## TASK DIRECTIONS
The expected output is the data itself, duplicated in full.

## MATERIAL TO PROCESS
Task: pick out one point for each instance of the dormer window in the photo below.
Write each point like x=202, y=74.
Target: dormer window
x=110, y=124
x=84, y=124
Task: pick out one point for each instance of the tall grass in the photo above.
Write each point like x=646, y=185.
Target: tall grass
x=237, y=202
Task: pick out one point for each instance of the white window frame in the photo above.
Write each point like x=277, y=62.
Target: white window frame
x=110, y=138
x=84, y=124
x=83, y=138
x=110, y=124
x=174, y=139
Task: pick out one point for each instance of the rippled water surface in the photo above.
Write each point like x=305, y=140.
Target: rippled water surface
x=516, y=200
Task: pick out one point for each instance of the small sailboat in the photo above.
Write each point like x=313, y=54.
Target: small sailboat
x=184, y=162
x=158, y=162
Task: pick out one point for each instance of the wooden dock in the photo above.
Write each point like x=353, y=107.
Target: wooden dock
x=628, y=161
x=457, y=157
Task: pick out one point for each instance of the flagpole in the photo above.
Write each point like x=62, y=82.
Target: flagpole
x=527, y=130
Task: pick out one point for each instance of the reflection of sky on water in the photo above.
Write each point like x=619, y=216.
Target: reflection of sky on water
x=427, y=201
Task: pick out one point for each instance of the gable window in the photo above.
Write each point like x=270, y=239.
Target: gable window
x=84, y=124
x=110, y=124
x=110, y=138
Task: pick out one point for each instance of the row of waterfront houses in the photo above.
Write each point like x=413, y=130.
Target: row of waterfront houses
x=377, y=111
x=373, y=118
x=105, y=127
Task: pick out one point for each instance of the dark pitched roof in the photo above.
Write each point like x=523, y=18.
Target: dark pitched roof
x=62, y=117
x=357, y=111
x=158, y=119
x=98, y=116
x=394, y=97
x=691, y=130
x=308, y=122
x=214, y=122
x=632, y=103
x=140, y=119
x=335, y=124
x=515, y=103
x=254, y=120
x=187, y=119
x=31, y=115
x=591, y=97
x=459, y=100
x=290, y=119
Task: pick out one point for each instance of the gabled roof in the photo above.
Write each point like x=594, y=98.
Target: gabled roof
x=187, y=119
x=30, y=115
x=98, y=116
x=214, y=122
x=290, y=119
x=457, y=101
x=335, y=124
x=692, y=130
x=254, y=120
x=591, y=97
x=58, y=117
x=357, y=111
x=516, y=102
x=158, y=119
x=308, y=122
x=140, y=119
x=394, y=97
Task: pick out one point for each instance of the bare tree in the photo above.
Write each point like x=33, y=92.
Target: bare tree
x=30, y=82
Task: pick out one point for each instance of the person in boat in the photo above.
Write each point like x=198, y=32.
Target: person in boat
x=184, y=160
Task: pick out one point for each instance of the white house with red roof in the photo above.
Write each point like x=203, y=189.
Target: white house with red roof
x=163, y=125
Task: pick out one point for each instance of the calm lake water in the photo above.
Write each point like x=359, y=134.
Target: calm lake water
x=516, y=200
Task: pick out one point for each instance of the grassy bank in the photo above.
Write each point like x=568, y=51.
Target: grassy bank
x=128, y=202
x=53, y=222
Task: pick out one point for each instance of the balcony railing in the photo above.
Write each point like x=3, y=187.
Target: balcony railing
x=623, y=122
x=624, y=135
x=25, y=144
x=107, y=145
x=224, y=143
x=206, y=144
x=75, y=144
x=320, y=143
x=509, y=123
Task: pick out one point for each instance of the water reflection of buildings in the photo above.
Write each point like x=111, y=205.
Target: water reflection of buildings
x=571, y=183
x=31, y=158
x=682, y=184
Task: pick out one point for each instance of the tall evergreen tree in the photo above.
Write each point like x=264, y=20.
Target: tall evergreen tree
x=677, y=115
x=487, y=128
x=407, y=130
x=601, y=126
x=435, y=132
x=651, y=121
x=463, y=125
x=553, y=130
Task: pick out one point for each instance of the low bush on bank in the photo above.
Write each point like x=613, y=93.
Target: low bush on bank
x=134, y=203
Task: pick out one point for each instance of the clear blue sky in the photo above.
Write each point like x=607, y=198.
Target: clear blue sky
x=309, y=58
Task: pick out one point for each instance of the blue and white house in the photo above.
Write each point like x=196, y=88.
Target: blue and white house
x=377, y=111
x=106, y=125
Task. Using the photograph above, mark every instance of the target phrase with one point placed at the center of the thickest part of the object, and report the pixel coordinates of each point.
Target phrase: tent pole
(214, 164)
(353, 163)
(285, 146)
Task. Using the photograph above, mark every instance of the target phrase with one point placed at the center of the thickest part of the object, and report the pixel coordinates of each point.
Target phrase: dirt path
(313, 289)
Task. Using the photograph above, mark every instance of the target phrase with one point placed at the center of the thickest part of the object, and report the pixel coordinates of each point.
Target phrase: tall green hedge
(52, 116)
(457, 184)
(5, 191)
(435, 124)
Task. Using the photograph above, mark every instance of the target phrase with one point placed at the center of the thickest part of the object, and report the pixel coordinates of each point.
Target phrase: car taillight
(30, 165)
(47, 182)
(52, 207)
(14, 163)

## REPLY
Task: pick out one point for each instance of the dormer window in the photo below.
Write each point like x=202, y=74.
Target: dormer window
x=110, y=124
x=84, y=124
Task: pick out one point for each instance of the tall grass in the photo above.
Write each point like x=646, y=185.
Target: tall grass
x=237, y=202
Task: pick out one point for each instance of the white window frame in the photo above.
Write each point like x=277, y=62.
Target: white window frame
x=110, y=138
x=84, y=124
x=83, y=138
x=110, y=124
x=174, y=139
Task: pick out one point for each instance of the rippled water surface in the photo above.
Write each point like x=305, y=140.
Target: rippled water surface
x=516, y=200
Task: pick out one point for each instance of the small sailboat in the photo above.
Write each point like x=313, y=54.
Target: small sailboat
x=184, y=162
x=158, y=162
Task: pick out one point for each instance of the wooden dock in the photo above.
Write each point like x=353, y=107.
Target: wooden dock
x=628, y=161
x=457, y=157
Task: pick out one point for each instance of the flagpole in the photo above.
Write each point like x=62, y=82.
Target: flagpole
x=527, y=130
Task: pick out one point for each instance of the reflection of sky on water in the photo above.
Write each point like x=619, y=216.
Target: reflection of sky on water
x=427, y=201
Task: pick out one point for each instance of the gable window in the photo above.
Write each point like x=270, y=239.
Target: gable window
x=84, y=124
x=110, y=124
x=110, y=138
Task: pick out one point for each instance of the row of waterfront houses in the photo above.
Write each point like x=413, y=130.
Target: row of waterfront houses
x=377, y=111
x=373, y=118
x=105, y=127
Task: pick out one point for each instance of the dark pitched roof in the photo above.
Write each point like x=523, y=18.
Target: dark pitched roof
x=62, y=117
x=357, y=111
x=158, y=119
x=98, y=116
x=394, y=97
x=691, y=130
x=308, y=122
x=214, y=122
x=632, y=103
x=140, y=119
x=335, y=124
x=515, y=103
x=254, y=120
x=187, y=119
x=31, y=115
x=591, y=97
x=459, y=100
x=290, y=119
Task: pick out one point for each instance of the gabled roof in the photo above.
Write each point like x=594, y=98.
Target: gabled roof
x=187, y=119
x=30, y=115
x=98, y=116
x=214, y=122
x=290, y=119
x=457, y=101
x=335, y=124
x=692, y=130
x=254, y=120
x=591, y=97
x=58, y=117
x=357, y=111
x=516, y=102
x=158, y=119
x=308, y=122
x=140, y=119
x=394, y=97
Task: pick out one point for each instance of the bare tree in the photo above.
Write each point like x=33, y=92.
Target: bare tree
x=30, y=82
Task: pick out one point for each instance of the person in boat in the photo above.
Write each point like x=198, y=32.
Target: person in boat
x=184, y=160
Task: pick out one point for each instance of the white house with red roof in the photo above.
Write each point like x=203, y=189.
Target: white house with red roof
x=163, y=125
Task: pick out one point for each instance of the calm lake water in the photo above.
Write each point like x=359, y=134.
Target: calm lake water
x=516, y=200
Task: pick out one point for each instance of the grassy bank in the photo above.
Write each point like x=568, y=51.
Target: grassy bank
x=128, y=202
x=53, y=222
Task: pick out one point for each instance of the balcony railing in the photo above.
Write each point like x=3, y=187.
Target: balcony railing
x=623, y=122
x=624, y=135
x=25, y=144
x=107, y=145
x=224, y=143
x=206, y=144
x=75, y=144
x=320, y=143
x=509, y=123
Task: pick out one point for each instance of the water reflection of buildings in the photo above.
Write each point like x=111, y=205.
Target: water reflection of buildings
x=571, y=183
x=31, y=158
x=682, y=184
Task: pick out one point for each instance of the tall evergreen tree in the photo above.
Write each point like x=264, y=20.
Target: tall evergreen tree
x=677, y=115
x=487, y=128
x=407, y=130
x=601, y=126
x=435, y=132
x=651, y=121
x=463, y=125
x=553, y=130
Task: pick out one point for each instance of the low bush on bank in the photo above.
Write each point like x=613, y=93.
Target: low bush on bank
x=134, y=203
Task: pick out one point for each instance of the clear blue sky in the photo above.
Write each point like x=607, y=198.
Target: clear blue sky
x=309, y=58
Task: pick out one point for each instance of the blue and white house in the photo above.
Write each point like x=196, y=88.
Target: blue and white house
x=377, y=111
x=106, y=125
Task. Using the photograph above, mark every instance of the target phrase with one point placed at the center of the thickest part of the object, and report the pixel coordinates of each point.
Target phrase: tent pole
(214, 164)
(353, 163)
(285, 146)
Task. Using the photograph above, mark every instance of the target phrase with one point placed at the center of the thickest part of the object, and report the pixel coordinates of each point.
Target phrase: dirt path
(313, 289)
Task. Using the photograph above, mark every instance of the target phrase with one point placed at the center of the thickest part of the object, and report the pixel coordinates of each point.
Target phrase: tall green hedge
(52, 116)
(457, 184)
(5, 191)
(435, 124)
Task. Using the photograph above, mark every instance of the target phrase with one point placed at the center of the thickest part of the object, and report the pixel coordinates of each point.
Target phrase: car taillight
(30, 165)
(47, 182)
(52, 207)
(14, 163)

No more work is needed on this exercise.